SHORT EXERCISE -
Render each line of the items below as a JSON list of strings, one string per line, leaving out blank lines. Omit the pictures from the list.

Rows of the dataset -

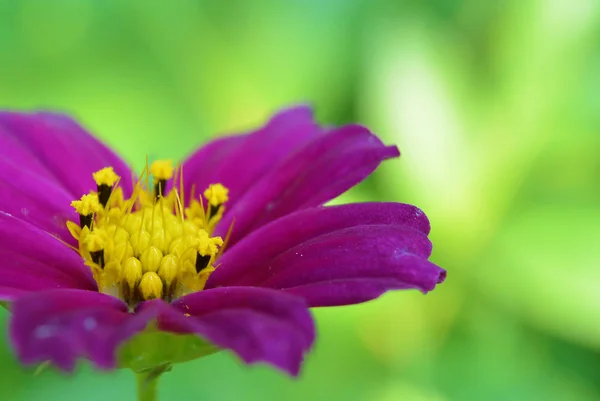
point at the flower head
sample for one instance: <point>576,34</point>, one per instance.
<point>232,246</point>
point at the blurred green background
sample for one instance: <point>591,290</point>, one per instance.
<point>496,108</point>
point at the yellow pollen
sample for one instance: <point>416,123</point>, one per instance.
<point>162,169</point>
<point>106,176</point>
<point>147,246</point>
<point>150,259</point>
<point>216,194</point>
<point>132,272</point>
<point>88,204</point>
<point>96,240</point>
<point>151,286</point>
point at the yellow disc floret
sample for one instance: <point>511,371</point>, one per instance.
<point>87,205</point>
<point>106,176</point>
<point>145,247</point>
<point>216,194</point>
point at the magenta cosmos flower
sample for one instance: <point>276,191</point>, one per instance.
<point>232,246</point>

THE RESULT -
[
  "point at the flower head",
  "sample for one instance: <point>576,34</point>, one per instance.",
  "<point>232,246</point>",
  "point at the blurred green background",
  "sample for one instance: <point>591,290</point>, one per instance.",
  "<point>496,108</point>",
  "point at the yellow pollen",
  "sample for one instance: <point>416,123</point>, one per instance.",
  "<point>162,169</point>",
  "<point>106,176</point>",
  "<point>147,246</point>",
  "<point>150,259</point>",
  "<point>216,194</point>",
  "<point>132,272</point>",
  "<point>88,204</point>",
  "<point>96,240</point>",
  "<point>151,286</point>",
  "point at the yellow disc floret",
  "sample for one instance: <point>511,371</point>, one per instance.",
  "<point>87,205</point>",
  "<point>106,176</point>",
  "<point>145,247</point>",
  "<point>216,194</point>",
  "point at the magenta cosmos flower",
  "sample for one instance: <point>276,191</point>, one per instance.",
  "<point>232,246</point>"
]